== Task prompt ==
Copy the lines below verbatim, starting with the line that contains "the <item>door frame</item>." and continuing through the last line.

[Entries drawn from a collection]

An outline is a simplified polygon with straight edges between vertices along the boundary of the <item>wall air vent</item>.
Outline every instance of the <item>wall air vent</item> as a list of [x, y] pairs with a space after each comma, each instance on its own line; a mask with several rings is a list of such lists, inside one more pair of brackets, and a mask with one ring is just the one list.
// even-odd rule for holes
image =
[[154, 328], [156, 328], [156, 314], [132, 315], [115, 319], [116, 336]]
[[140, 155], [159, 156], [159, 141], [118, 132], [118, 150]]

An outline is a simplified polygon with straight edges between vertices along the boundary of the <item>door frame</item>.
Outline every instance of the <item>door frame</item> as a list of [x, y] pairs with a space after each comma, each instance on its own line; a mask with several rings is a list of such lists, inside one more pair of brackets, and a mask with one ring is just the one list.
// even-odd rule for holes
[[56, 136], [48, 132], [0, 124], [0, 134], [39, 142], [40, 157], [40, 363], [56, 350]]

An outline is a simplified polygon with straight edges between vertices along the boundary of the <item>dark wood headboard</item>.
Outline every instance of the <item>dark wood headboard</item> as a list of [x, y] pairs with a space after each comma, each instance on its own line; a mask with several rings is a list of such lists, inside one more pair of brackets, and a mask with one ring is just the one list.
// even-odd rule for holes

== Task answer ==
An outline is a simplified polygon with straight edges between vertices along the boundary of the <item>door frame</item>.
Outline every instance of the <item>door frame</item> as a list of [x, y] pairs with a space after each comma, each instance on its own line; a mask with several rings is a list of such lists, inside one more pair of brackets, and a mask with one ring is just the one list.
// even-odd rule for holes
[[56, 136], [48, 132], [0, 124], [0, 134], [39, 142], [40, 157], [40, 363], [56, 350]]

An outline is a simplified polygon with straight edges between vertices along the boundary of the <item>dark wood headboard</item>.
Outline every instance of the <item>dark wood headboard</item> as a list of [x, y] pairs with a space after each comma, each instance on its own line; a mask with several rings is a list of such lists, inside one more pair of brackets, and a mask with one ring is just the one list.
// even-odd rule for holes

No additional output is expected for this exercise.